# [STATED EXERCISE]
Please switch each "locate" in the data below to "find" and give the lines back with nothing else changed.

# [EXERCISE INPUT]
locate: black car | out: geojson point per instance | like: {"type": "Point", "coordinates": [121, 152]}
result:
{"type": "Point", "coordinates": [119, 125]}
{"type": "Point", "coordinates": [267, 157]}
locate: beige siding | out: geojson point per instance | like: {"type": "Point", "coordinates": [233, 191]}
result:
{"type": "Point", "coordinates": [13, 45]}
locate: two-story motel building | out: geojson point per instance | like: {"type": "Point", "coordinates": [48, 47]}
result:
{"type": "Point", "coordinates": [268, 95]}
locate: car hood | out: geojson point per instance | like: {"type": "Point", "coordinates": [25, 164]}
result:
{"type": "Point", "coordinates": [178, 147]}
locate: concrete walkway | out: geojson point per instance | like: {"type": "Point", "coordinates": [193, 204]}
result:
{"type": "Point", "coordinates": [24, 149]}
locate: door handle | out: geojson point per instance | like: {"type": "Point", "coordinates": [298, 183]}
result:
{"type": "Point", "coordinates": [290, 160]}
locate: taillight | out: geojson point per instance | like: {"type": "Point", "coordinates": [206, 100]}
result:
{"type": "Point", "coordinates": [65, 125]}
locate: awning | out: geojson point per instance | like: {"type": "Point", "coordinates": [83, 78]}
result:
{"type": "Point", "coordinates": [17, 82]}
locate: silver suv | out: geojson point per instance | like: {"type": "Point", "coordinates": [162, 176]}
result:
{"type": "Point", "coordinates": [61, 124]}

# [ANSWER BELOW]
find: black car | out: geojson point per instance | like: {"type": "Point", "coordinates": [121, 152]}
result:
{"type": "Point", "coordinates": [119, 125]}
{"type": "Point", "coordinates": [267, 157]}
find: beige siding | out: geojson point per instance | like: {"type": "Point", "coordinates": [233, 191]}
result:
{"type": "Point", "coordinates": [13, 45]}
find: two-story motel building | out: geojson point per instance | like: {"type": "Point", "coordinates": [48, 47]}
result:
{"type": "Point", "coordinates": [268, 95]}
find: car hood | out: geojson point per instance | like: {"type": "Point", "coordinates": [25, 164]}
result:
{"type": "Point", "coordinates": [178, 147]}
find: concrete walkway | out: geojson point per instance | like: {"type": "Point", "coordinates": [193, 204]}
result:
{"type": "Point", "coordinates": [24, 149]}
find: door handle | out: geojson point per instance | like: {"type": "Point", "coordinates": [298, 183]}
result:
{"type": "Point", "coordinates": [290, 160]}
find: taillight | out: geojson point per instance | like: {"type": "Point", "coordinates": [206, 100]}
result:
{"type": "Point", "coordinates": [65, 125]}
find: awning | out: geojson point per instance | like: {"type": "Point", "coordinates": [83, 78]}
result:
{"type": "Point", "coordinates": [17, 82]}
find: silver suv | out: geojson point per instance | like: {"type": "Point", "coordinates": [162, 176]}
result:
{"type": "Point", "coordinates": [61, 124]}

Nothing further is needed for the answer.